◆ WHAT IS REQUIRED: Among the entries, find each line that includes the string "pillar" and list it.

= = =

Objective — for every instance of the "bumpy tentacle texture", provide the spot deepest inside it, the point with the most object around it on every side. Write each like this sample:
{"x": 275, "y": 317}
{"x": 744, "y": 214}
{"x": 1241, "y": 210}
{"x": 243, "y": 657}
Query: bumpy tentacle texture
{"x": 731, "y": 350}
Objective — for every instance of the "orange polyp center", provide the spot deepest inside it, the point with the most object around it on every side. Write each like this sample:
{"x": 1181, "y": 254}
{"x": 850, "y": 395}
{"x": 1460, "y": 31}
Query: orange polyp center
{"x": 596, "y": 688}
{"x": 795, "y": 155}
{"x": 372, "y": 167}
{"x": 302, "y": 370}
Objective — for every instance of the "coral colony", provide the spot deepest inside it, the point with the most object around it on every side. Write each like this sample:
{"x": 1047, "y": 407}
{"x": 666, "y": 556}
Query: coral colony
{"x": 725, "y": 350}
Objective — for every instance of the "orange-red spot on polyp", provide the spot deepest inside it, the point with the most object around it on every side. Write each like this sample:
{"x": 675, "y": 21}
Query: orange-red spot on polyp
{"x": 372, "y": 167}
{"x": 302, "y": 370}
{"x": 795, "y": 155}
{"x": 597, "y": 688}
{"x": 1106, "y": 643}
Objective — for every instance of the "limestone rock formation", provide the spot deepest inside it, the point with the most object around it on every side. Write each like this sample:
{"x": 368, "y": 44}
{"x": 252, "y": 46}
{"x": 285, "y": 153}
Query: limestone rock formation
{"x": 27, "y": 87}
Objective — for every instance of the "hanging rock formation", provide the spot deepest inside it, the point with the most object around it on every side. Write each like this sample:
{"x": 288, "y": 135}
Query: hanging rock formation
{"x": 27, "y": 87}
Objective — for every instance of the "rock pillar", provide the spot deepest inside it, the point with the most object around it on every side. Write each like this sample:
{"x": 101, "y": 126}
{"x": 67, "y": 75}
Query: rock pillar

= = =

◆ EXPECTED OUTPUT:
Objective — for every instance of the "rock pillar", provide the spot deepest inside it, the point with the most object around it on every side. Write each like this sample:
Query: rock pillar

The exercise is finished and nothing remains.